■ Set exercise A ■
In the passage on approval and enjoyment below, retype everything from "What does it" down to "membership to individuality.".
■ Set exercise B ■
According to the passage on approval and enjoyment below, what varies by company, place, and hour?

■ Source ■
<<<<

It is fainthearted to require something to be explained and defended to you before you can decide whether you enjoy it. It is a weak mind which approves of only what it enjoys; it is as weak a mind which enjoys only what it approves of.

Approval is a kind of commitment. To approve of something is to vote in its favor. It is an act of conscious, conscientious judgment. Enjoyment is only to find something agreeable – to be pleasantly delighted, distracted, diverted, entertained, beguiled; or to find something bracing – the pleasure of being no more than confused, shocked, startled, uncertain, lost, speechless.

I do not mean the kind of distinction where you approve of the outcome without enjoying the means. We all approve of having things clean; few of us enjoy cleaning. By approved I mean defended, in outcome and in means, as proper and worthwhile.

II

What does it mean to be proper? Propriety varies by company, place, and hour. Yet it is not relative, since it has normative force; nor is it abstract, as it is attached to context. Fashion, as (partly) the propriety of clothing, shows that propriety is a kind of language, declaring the extent and degree of one’s membership, and the ratio of membership to individuality.

But judgment is more than a checklist of proprieties and approvals. Where there is a procedural standard, it is a graph with many dimensions and axes. Propriety answers to a rule and a precept. There is the precept in Rome to do as the Romans do; tempered by the rule that what is done in Rome (all roads leading there), does not stay there.

But young people do carry around checklists – the more precocious, the longer the list. The young zealot has a strict checklist of the proprieties of religion – attentively ticking off the signs and showpieces of religiosity. The young artist likewise proves their sensibility and genius by uncompromising bohemianism.

Youth is its own context; or for the young there is only one context. The young therefore cannot be judged wise or foolish, cowardly or courageous – not yet. Those who never ask themselves what is right age without growing up; nor do they grow up for whom the discipline of youth becomes the cage of snarling, pacing adulthood. It is the softening of youthful rigidity – sometimes gradually by ripening, sometimes by powerful, kneading shocks – that lets you function as an adult, not thoughtlessly obedient, not vainly defiant.

>>>>

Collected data
<<<<

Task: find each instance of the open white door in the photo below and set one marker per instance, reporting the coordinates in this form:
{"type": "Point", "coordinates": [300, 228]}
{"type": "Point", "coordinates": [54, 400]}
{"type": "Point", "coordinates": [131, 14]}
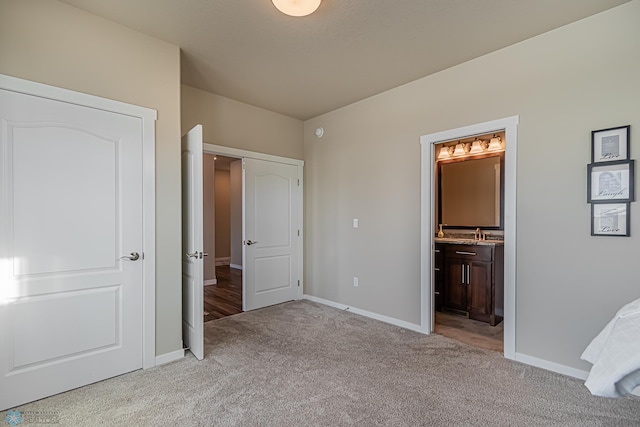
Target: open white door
{"type": "Point", "coordinates": [71, 246]}
{"type": "Point", "coordinates": [271, 233]}
{"type": "Point", "coordinates": [192, 243]}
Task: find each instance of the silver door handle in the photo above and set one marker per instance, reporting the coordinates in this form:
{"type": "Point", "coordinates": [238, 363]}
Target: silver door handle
{"type": "Point", "coordinates": [197, 255]}
{"type": "Point", "coordinates": [133, 257]}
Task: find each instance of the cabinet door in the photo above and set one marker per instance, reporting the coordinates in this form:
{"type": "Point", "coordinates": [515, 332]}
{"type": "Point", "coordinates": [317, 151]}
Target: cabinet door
{"type": "Point", "coordinates": [479, 290]}
{"type": "Point", "coordinates": [438, 278]}
{"type": "Point", "coordinates": [456, 290]}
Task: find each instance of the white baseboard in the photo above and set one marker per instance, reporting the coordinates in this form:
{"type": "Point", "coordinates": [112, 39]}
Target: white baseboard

>>>>

■ Task response A ■
What does it mean to be proper? Propriety varies by company, place, and hour. Yet it is not relative, since it has normative force; nor is it abstract, as it is attached to context. Fashion, as (partly) the propriety of clothing, shows that propriety is a kind of language, declaring the extent and degree of one’s membership, and the ratio of membership to individuality.

■ Task response B ■
Propriety